§ **Selected extract**:
▬▬▬▬▬▬
What do you think of that idea? Would you be more inclined to use an e-reader if it was only one format available to you as you read a book, rather than the only format? Is it more acceptable to traditional book lovers to have the choice of both experiences – tactile and convenient?

I will always want physical books – no question. But there is some appeal to having the convenience of being able to read a couple of chapters on a compact e-reader in situations when it’s not practical to carry around a large book.

What does everyone think?

Saturday, January 31, 2009

Ebooks: do you read them?

Booking Through Thursday (BTT) hosted an excellent discussion last week about electronic versus paper books.

The post directed meme participants to an interesting Time magazine article Books gone wild: the digital age reshapes literature by Lev Grossman, and then asked for thoughts and comments.

In the article, Grossman discusses the changes facing the traditional publishing industry in the wake of online books, e-readers, and self-published books marketed by bloggers.

He sees the move towards electronic books as a natural progression in the world of literature. Just as the emergence of books in the early 18th century was shaped by the forces of money and technology as much as by creative genius, so too, he says, is the move from the paper-based novel to the ebook.

Grossman says publishers need to be looking beyond existing means of selling books, given the increasing uptake of e-readers like Kindle and the Sony Reader (for those unfamiliar with these gadgets, they’re electronic devices the size of a small novel, on which you read downloaded ebooks in a format that looks like the page of a novel).

The ebooks available for these e-readers are not just those provided by publishers, but anyone who wants to make their writing available in cyberspace via services like Kindle.

In discussing this recently with two librarians, it seems the issue is not just about a shift in attitudes towards books without tangible pages, but also about the availability of a single platform in which to read ebooks.

From what I understand, existing e-readers only access some books, not all. Which means that if you want to read novels from various sources, you need more than one type of reader - otherwise, you're limited to the titles available to your particular reader. The librarians I spoke to don’t expect to see a huge uptake in the general population until that situation changes.
▬▬▬▬▬▬
§ **Records from a dataset**:
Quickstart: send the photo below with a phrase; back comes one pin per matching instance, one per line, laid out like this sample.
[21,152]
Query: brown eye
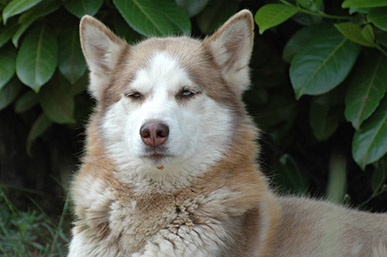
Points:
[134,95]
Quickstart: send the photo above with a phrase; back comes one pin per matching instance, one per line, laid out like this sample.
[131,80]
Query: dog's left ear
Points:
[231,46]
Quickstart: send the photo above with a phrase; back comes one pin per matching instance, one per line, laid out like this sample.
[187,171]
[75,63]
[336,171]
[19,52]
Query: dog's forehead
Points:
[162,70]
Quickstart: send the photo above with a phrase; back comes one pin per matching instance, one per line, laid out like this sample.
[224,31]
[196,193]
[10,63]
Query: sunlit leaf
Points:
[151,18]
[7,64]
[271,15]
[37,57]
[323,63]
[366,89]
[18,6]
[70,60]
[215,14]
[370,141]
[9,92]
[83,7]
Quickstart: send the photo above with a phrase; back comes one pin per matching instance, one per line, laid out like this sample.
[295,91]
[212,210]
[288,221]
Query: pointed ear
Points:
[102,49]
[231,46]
▬▬▬▬▬▬
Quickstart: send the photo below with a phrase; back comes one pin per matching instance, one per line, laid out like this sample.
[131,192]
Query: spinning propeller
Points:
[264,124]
▬▬▬▬▬▬
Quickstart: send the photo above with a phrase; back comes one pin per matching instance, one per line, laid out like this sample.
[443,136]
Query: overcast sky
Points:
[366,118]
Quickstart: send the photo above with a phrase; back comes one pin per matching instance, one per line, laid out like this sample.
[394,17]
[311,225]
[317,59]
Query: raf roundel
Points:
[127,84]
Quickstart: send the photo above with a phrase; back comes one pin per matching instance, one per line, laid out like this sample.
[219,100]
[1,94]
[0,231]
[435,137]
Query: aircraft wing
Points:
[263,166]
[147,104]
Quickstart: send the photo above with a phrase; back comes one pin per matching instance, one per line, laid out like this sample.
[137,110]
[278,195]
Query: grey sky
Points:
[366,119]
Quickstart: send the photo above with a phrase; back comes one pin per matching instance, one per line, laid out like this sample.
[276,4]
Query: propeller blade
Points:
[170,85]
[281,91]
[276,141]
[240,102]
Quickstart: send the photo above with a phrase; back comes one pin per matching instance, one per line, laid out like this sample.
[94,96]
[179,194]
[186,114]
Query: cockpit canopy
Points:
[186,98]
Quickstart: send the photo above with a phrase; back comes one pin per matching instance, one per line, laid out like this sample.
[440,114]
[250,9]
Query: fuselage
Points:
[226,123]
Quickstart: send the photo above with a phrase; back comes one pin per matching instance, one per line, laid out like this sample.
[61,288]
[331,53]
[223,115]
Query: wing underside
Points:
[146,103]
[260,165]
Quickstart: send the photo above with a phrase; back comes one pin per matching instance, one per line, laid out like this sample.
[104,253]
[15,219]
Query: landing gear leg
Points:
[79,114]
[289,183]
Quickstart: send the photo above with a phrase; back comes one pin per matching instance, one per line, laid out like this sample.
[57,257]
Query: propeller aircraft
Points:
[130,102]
▬▬▬▬▬▬
§ **Action item**: Could you carry on the piece about ebooks and e-readers from the point where it stops?

§ **Written response**:
Interestingly, many of the comments left in response to the Time article on BTT were along the same lines: people like the idea of having an ebook reader – offering hundreds of titles at their fingertips, often with dictionaries, glossaries and note-taking options. But they still love the feel of an old fashioned book in their hands and can’t see a day when they would turn away from the paper option completely.

There’s also a trend for people to read initial chapters of a book offered online and then go out and buy the “real” version to finish reading it.

Personally, I’ve not bought an e-reader, or read a fiction ebook. I can see the benefits of the technology, and would certainly be willing to give it a try, but I too still love the feel of a book in my hand and the sight of books on my shelves.

The paper versus electronic debate has been raging for years and will continue to rage as the industry and the fiction-loving public grapple with these issues.

The traditional system of agents, publishers and editors exists to provide a level of quality control and discernment, preventing readers from having to wade through thousands of un-edited and potentially badly written books before they find the good stuff.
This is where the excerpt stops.